▶ WORKING DATA
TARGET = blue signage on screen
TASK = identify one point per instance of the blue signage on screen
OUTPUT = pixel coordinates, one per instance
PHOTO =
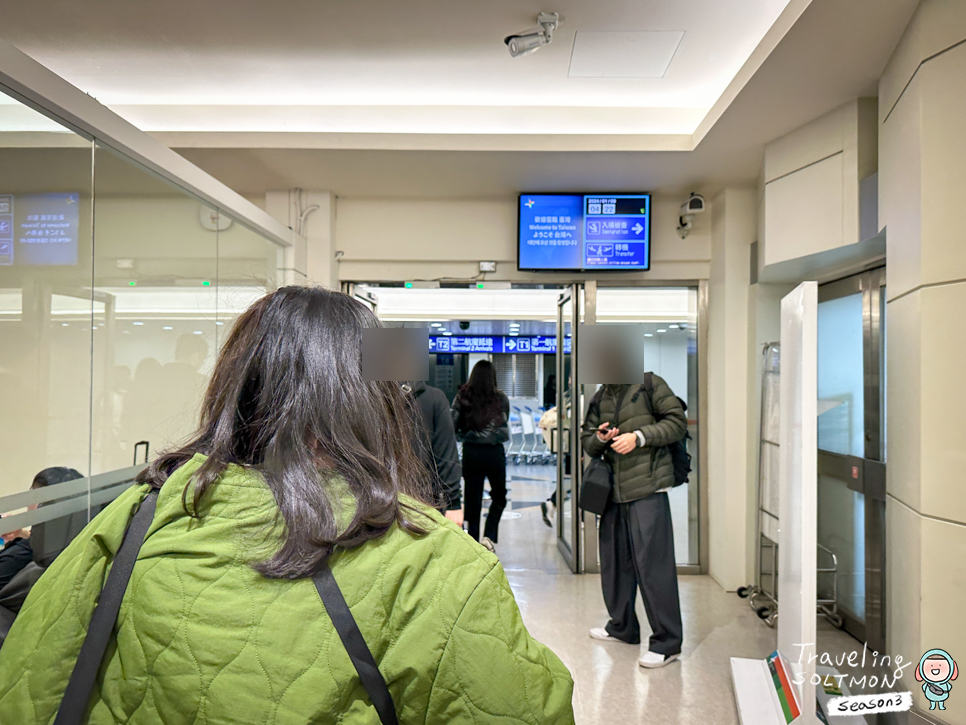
(545, 344)
(585, 232)
(39, 229)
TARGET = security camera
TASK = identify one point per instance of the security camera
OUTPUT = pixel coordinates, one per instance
(526, 43)
(694, 205)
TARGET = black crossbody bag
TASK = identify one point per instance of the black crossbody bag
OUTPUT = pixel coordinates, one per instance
(77, 696)
(597, 481)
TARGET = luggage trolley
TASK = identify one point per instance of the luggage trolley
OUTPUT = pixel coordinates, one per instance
(541, 454)
(763, 594)
(515, 424)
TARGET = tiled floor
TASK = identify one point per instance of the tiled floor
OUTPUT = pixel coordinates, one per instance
(559, 608)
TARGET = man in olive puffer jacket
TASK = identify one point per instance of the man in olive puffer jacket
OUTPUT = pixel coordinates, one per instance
(636, 539)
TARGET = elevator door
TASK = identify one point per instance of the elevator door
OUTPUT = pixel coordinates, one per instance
(851, 461)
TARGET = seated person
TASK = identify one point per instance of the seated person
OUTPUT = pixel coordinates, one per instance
(300, 468)
(17, 551)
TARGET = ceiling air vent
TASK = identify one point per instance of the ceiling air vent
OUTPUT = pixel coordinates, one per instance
(623, 54)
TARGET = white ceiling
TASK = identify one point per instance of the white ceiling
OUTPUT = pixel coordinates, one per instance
(420, 98)
(385, 66)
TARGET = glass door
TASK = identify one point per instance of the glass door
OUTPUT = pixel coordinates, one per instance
(851, 465)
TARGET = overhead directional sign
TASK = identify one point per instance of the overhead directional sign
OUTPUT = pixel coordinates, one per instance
(543, 344)
(587, 231)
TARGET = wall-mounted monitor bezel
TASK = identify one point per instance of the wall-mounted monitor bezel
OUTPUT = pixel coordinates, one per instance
(584, 269)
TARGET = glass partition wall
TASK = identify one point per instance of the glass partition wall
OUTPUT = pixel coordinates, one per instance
(116, 291)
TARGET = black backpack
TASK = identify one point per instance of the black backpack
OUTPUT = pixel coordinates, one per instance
(680, 458)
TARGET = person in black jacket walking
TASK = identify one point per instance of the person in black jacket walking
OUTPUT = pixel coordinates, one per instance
(631, 427)
(440, 451)
(481, 414)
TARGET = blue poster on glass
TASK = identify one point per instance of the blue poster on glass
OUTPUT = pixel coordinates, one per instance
(39, 229)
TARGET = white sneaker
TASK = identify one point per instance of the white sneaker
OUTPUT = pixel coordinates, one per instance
(601, 634)
(652, 660)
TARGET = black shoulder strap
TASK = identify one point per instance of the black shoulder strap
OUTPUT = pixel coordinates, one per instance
(77, 696)
(647, 387)
(355, 644)
(620, 403)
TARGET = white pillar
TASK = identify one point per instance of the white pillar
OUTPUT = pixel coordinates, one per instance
(731, 485)
(798, 487)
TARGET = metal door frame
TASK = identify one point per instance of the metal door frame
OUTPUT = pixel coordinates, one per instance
(866, 475)
(570, 552)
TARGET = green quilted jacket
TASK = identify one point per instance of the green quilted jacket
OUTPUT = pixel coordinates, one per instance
(203, 638)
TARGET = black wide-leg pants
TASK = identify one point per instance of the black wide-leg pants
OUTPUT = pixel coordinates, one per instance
(637, 549)
(482, 461)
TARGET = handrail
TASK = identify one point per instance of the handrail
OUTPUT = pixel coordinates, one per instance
(68, 489)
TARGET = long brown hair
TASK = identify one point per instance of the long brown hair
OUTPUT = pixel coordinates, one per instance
(287, 400)
(481, 401)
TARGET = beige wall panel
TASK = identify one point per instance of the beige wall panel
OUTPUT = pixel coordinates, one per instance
(937, 25)
(943, 594)
(943, 432)
(813, 142)
(804, 212)
(731, 486)
(943, 82)
(904, 365)
(903, 582)
(900, 191)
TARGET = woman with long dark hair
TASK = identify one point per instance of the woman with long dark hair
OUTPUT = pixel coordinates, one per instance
(481, 413)
(300, 472)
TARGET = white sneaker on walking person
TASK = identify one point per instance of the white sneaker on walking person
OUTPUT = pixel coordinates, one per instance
(601, 634)
(653, 660)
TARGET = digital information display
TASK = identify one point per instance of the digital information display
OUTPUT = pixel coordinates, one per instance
(584, 232)
(495, 343)
(38, 229)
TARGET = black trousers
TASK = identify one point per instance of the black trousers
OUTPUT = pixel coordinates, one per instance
(481, 462)
(637, 549)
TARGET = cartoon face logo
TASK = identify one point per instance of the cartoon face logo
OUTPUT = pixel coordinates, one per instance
(936, 671)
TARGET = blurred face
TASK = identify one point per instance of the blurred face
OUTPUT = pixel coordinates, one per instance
(936, 669)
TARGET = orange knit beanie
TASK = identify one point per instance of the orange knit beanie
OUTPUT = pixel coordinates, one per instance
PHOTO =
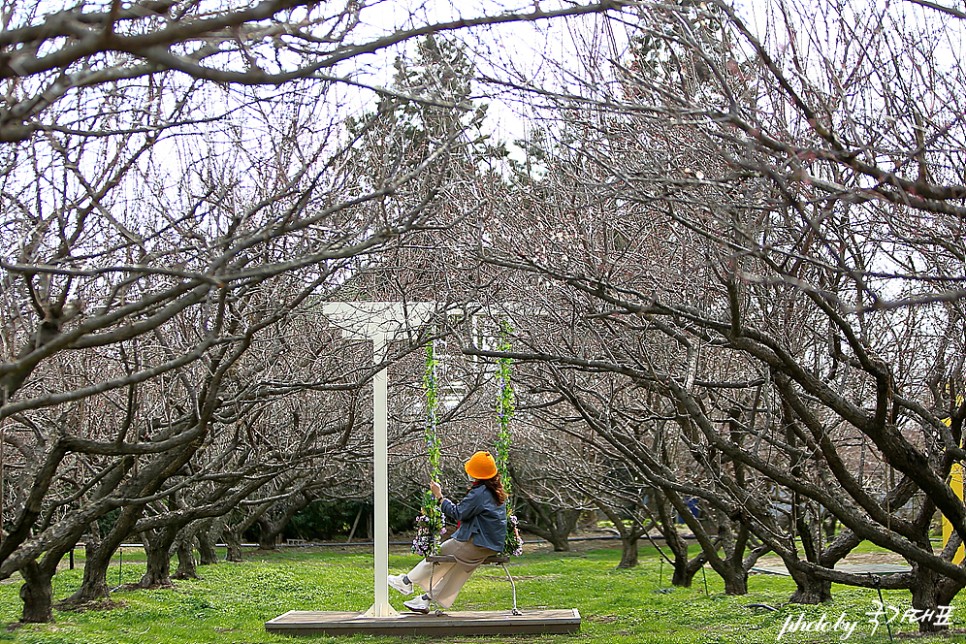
(481, 466)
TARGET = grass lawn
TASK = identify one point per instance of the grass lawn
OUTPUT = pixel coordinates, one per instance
(232, 602)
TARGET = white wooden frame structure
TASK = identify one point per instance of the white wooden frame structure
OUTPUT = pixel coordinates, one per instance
(380, 323)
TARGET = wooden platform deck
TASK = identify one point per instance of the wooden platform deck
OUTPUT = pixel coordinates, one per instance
(531, 622)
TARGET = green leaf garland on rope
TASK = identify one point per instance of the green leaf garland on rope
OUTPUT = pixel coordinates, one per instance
(429, 523)
(505, 408)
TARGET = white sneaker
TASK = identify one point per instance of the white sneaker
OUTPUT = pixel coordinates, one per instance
(396, 582)
(417, 605)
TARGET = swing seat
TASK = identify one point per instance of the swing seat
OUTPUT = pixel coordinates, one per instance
(500, 560)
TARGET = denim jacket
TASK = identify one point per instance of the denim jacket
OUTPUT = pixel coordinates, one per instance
(480, 518)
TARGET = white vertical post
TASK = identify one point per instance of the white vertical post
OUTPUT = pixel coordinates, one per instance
(380, 481)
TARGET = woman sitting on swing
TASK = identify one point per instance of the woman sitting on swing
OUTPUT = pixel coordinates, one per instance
(481, 533)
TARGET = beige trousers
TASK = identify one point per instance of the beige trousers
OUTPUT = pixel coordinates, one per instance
(448, 578)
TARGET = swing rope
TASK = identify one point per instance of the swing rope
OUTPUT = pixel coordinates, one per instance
(429, 523)
(505, 407)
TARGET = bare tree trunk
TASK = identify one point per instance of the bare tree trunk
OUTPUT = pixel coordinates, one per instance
(207, 554)
(157, 547)
(94, 583)
(187, 568)
(37, 593)
(233, 541)
(809, 589)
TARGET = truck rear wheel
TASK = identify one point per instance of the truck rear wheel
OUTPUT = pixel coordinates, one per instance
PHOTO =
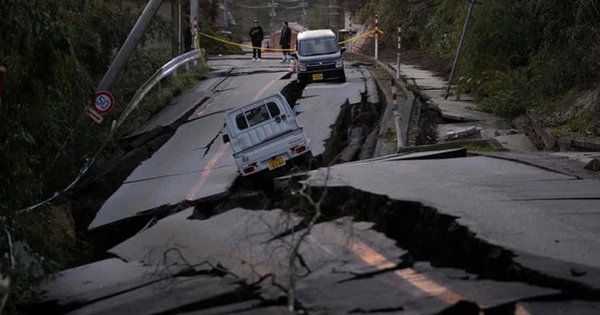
(302, 78)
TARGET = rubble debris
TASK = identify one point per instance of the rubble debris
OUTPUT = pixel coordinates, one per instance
(462, 133)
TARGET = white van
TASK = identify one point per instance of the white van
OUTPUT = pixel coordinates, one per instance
(265, 135)
(319, 57)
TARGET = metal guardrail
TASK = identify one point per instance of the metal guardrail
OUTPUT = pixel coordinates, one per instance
(166, 70)
(169, 68)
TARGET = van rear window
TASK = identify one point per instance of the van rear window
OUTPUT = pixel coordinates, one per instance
(318, 46)
(257, 115)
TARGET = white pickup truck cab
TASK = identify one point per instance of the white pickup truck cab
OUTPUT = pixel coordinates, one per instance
(265, 135)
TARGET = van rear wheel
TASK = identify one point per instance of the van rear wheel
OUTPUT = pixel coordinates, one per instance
(342, 76)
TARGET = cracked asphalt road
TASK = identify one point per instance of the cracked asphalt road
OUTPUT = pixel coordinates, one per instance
(236, 262)
(195, 163)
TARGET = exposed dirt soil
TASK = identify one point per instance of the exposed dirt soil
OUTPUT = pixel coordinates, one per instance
(420, 59)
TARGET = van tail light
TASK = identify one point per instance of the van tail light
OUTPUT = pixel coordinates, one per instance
(298, 149)
(250, 169)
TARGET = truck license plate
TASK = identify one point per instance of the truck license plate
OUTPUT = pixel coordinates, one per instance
(277, 162)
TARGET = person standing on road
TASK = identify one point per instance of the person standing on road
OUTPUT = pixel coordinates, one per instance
(285, 41)
(257, 35)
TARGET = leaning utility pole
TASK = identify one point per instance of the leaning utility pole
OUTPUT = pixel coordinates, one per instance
(135, 36)
(462, 41)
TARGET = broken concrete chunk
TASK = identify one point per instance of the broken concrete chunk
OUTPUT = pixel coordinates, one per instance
(593, 165)
(462, 132)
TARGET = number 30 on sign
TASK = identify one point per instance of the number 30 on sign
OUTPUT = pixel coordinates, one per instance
(104, 102)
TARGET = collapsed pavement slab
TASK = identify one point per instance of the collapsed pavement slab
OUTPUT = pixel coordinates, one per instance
(420, 289)
(541, 215)
(98, 280)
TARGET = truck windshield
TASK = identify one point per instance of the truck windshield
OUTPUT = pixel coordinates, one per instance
(318, 46)
(257, 115)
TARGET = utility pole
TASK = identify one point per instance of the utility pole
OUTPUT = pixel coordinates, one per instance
(194, 11)
(332, 15)
(225, 19)
(273, 14)
(304, 5)
(462, 41)
(134, 37)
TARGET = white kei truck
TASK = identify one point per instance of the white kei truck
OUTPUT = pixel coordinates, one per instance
(265, 135)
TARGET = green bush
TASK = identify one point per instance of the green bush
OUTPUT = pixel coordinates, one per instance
(517, 55)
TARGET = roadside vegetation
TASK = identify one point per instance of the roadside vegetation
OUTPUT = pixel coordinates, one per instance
(540, 57)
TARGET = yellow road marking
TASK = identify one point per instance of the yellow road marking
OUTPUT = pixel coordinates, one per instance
(211, 164)
(418, 280)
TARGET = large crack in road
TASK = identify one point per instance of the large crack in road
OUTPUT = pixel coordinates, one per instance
(426, 234)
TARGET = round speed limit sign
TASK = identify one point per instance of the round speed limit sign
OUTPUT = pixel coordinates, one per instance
(104, 102)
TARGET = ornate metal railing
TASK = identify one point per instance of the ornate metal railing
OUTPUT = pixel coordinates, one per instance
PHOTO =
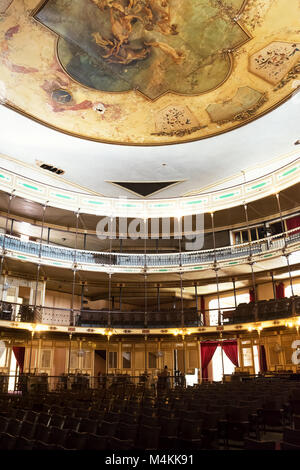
(49, 252)
(265, 310)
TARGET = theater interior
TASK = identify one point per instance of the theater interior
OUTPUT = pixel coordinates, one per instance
(149, 229)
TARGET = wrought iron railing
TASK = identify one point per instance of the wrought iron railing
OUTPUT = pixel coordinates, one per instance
(45, 251)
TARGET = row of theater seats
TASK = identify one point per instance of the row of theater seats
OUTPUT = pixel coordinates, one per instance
(264, 310)
(204, 417)
(132, 319)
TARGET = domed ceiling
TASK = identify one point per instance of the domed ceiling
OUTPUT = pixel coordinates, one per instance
(148, 72)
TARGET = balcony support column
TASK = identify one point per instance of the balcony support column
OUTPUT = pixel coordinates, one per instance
(216, 269)
(11, 196)
(284, 251)
(158, 298)
(273, 284)
(109, 300)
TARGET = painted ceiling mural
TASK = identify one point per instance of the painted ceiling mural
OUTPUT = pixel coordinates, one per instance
(148, 72)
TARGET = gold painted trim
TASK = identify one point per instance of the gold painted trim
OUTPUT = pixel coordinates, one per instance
(152, 144)
(265, 79)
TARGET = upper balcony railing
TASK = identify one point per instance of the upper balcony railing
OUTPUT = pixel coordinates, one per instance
(205, 202)
(244, 313)
(49, 253)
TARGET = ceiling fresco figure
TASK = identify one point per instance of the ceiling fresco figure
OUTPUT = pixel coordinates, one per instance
(153, 46)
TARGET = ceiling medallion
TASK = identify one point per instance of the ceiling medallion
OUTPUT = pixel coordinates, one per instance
(148, 72)
(153, 47)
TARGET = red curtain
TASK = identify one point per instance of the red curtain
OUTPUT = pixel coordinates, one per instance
(202, 308)
(208, 349)
(252, 295)
(292, 223)
(231, 350)
(263, 359)
(280, 294)
(19, 353)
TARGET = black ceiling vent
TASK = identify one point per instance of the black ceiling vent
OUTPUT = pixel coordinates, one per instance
(52, 168)
(145, 189)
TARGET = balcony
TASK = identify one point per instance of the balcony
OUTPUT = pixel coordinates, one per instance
(261, 311)
(92, 260)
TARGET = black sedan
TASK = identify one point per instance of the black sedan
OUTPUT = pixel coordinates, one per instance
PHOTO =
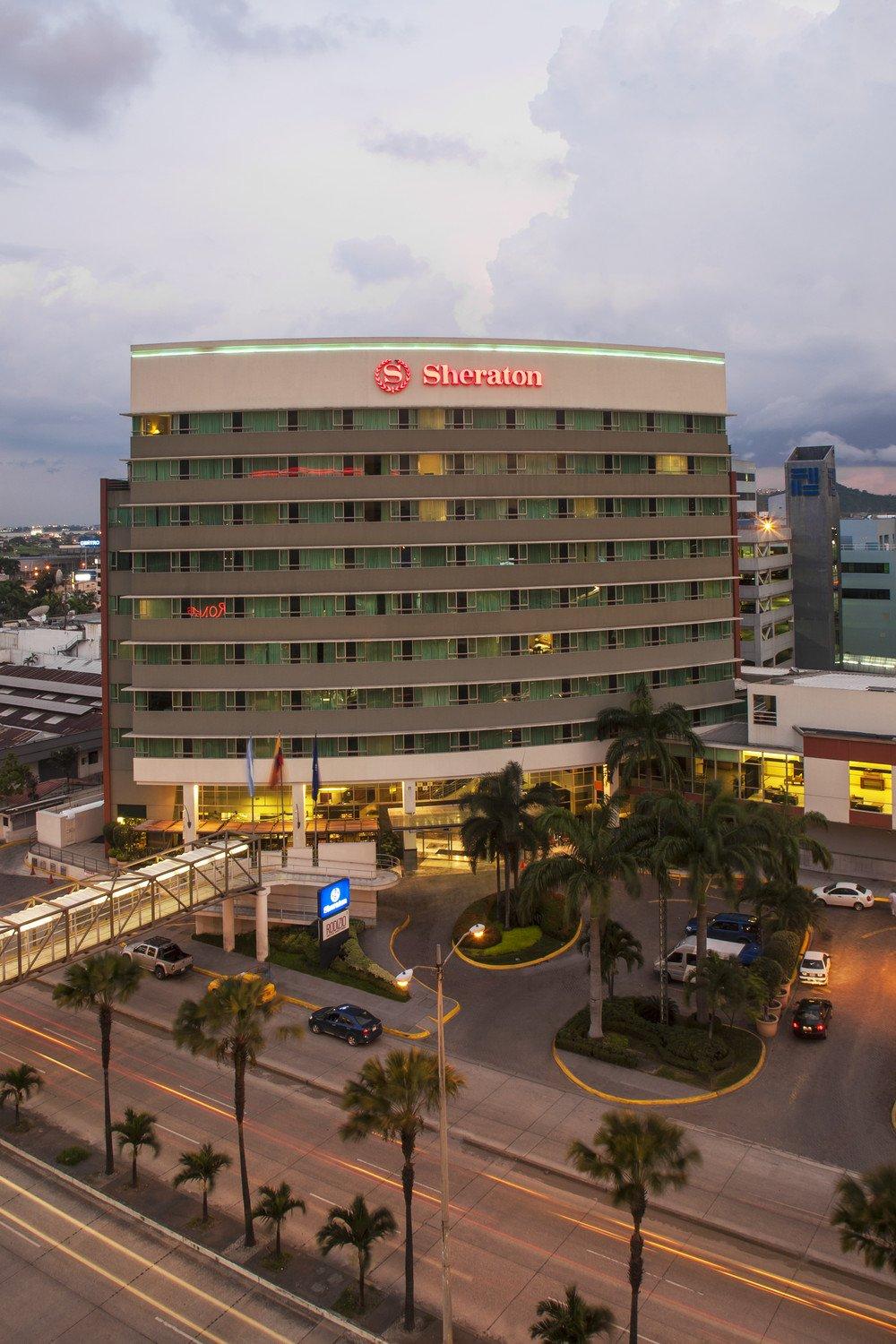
(812, 1018)
(349, 1021)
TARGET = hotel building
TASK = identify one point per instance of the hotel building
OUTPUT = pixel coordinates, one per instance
(432, 556)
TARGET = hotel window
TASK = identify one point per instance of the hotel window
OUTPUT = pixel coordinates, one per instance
(871, 788)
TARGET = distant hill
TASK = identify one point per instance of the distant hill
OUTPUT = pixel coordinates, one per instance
(852, 502)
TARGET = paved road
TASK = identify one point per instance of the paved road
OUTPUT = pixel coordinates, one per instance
(522, 1236)
(73, 1271)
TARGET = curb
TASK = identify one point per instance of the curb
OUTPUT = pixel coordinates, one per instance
(662, 1101)
(546, 1164)
(521, 965)
(320, 1314)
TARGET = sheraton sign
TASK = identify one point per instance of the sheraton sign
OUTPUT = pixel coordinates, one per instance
(394, 375)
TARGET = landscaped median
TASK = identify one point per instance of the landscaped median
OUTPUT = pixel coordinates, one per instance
(505, 949)
(681, 1051)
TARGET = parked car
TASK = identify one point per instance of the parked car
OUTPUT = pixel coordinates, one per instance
(159, 954)
(814, 968)
(844, 894)
(812, 1018)
(349, 1021)
(271, 989)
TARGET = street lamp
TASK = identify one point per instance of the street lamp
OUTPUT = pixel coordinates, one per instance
(403, 978)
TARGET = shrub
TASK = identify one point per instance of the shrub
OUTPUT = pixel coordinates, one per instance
(73, 1155)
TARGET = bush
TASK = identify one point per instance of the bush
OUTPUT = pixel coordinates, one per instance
(73, 1156)
(783, 946)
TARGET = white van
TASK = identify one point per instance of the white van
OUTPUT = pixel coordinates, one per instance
(680, 964)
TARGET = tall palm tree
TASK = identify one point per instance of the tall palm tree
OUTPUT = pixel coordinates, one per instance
(571, 1320)
(715, 839)
(16, 1085)
(642, 738)
(359, 1228)
(591, 855)
(136, 1131)
(390, 1097)
(276, 1203)
(866, 1214)
(501, 822)
(228, 1024)
(202, 1167)
(101, 983)
(635, 1158)
(618, 945)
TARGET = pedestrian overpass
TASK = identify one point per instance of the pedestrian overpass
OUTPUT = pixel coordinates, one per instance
(75, 919)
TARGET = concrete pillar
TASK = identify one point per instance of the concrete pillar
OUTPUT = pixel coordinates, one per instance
(228, 924)
(409, 806)
(191, 814)
(298, 814)
(261, 925)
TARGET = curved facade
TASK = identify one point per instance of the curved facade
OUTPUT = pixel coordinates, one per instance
(433, 556)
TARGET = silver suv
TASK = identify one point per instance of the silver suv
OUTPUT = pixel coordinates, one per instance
(159, 954)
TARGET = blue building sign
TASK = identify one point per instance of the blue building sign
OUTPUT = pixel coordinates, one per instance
(333, 900)
(804, 480)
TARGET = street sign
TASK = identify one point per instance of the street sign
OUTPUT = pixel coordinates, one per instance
(333, 898)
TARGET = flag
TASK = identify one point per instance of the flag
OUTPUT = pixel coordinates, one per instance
(316, 771)
(277, 766)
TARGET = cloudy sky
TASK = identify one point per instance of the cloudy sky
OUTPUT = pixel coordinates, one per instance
(700, 172)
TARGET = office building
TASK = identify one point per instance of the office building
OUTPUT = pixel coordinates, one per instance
(813, 516)
(433, 556)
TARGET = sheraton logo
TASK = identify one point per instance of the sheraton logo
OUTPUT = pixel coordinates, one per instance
(394, 375)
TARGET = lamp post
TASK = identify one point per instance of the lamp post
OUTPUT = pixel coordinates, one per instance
(403, 978)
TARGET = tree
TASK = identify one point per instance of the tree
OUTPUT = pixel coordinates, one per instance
(500, 824)
(16, 1085)
(571, 1320)
(202, 1167)
(713, 840)
(359, 1228)
(101, 983)
(866, 1214)
(136, 1131)
(642, 738)
(594, 854)
(618, 943)
(635, 1158)
(390, 1098)
(228, 1024)
(276, 1203)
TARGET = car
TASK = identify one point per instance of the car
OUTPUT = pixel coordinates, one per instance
(844, 894)
(812, 1018)
(271, 989)
(159, 954)
(814, 968)
(349, 1021)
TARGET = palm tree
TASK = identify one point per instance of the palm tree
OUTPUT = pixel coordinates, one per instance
(390, 1097)
(500, 824)
(866, 1217)
(228, 1024)
(592, 855)
(101, 983)
(276, 1203)
(360, 1228)
(136, 1131)
(18, 1083)
(642, 736)
(202, 1167)
(715, 840)
(618, 943)
(571, 1320)
(635, 1158)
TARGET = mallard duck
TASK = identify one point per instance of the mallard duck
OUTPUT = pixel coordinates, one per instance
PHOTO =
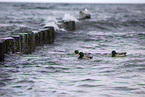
(76, 52)
(18, 53)
(118, 54)
(83, 56)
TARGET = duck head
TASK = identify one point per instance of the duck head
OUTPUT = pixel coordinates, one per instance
(113, 53)
(81, 55)
(76, 52)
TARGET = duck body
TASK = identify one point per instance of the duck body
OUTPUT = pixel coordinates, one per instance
(118, 54)
(84, 15)
(84, 56)
(77, 52)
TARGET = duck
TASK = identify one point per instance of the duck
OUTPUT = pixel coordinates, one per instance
(18, 53)
(118, 54)
(83, 56)
(77, 52)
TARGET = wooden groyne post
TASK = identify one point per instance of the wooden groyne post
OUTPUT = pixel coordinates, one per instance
(1, 50)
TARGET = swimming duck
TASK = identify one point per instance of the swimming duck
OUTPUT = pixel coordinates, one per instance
(18, 53)
(77, 52)
(118, 54)
(83, 56)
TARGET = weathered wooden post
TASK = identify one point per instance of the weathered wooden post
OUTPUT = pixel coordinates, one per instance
(36, 38)
(17, 43)
(12, 48)
(1, 50)
(69, 25)
(40, 38)
(24, 42)
(50, 34)
(7, 44)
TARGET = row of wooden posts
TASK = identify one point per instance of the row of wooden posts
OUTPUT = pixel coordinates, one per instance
(25, 43)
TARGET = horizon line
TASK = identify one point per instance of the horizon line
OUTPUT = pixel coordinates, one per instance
(76, 2)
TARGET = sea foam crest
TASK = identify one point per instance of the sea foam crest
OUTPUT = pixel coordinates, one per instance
(68, 17)
(50, 21)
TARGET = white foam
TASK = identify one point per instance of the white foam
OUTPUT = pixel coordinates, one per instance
(51, 21)
(68, 17)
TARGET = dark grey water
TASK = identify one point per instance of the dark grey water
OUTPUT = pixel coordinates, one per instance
(53, 71)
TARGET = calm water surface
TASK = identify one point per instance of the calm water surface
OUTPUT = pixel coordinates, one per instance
(54, 71)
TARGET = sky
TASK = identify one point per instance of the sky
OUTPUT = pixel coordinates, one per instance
(78, 1)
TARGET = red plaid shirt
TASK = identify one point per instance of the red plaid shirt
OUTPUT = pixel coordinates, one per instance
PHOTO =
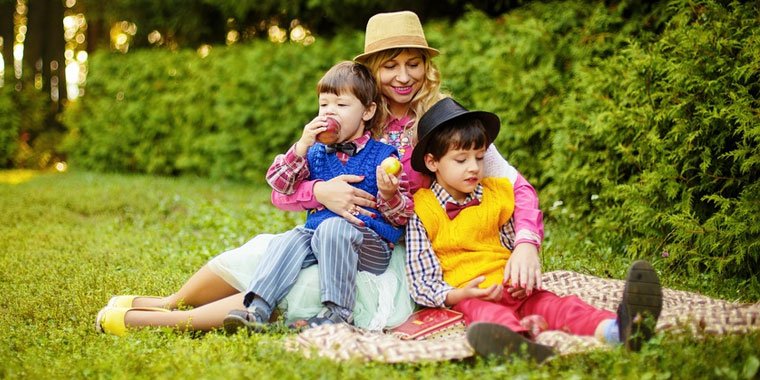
(289, 169)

▶ REQUEST
Reproduce exactly and only the lines from the line that contains "TARGET = horizon line" to the end of the data above, both ends included. No pictures go in the copy.

▶ RESPONSE
TARGET = horizon line
TASK = identify one point per instance of the horizon line
OUTPUT = pixel coordinates, one per instance
(76, 2)
TARGET = sea foam crest
TASK = identify one point per instance of the sea foam crest
OUTPUT = pixel coordinates, one per instance
(68, 17)
(50, 21)
TARGET = white foam
TASK = identify one point per instance of the white foam
OUTPUT = pixel coordinates, one per instance
(51, 21)
(68, 17)
TARGET = dark grey water
TASK = identify one point per instance of the dark grey water
OUTPUT = pixel coordinates, one per instance
(53, 71)
TARGET = calm water surface
TASK = identify one point per instance of the calm water surface
OUTPUT = pixel coordinates, one per instance
(54, 71)
TARGET = sky
TASK = identify one point per instance of the sky
OUTPUT = pixel coordinates, one per instance
(78, 1)
TARGET = red plaid shirt
TASK = identify one point per instance of the red plaid shirt
OUTPUT = pixel coordinates, one per instance
PHOTO =
(289, 169)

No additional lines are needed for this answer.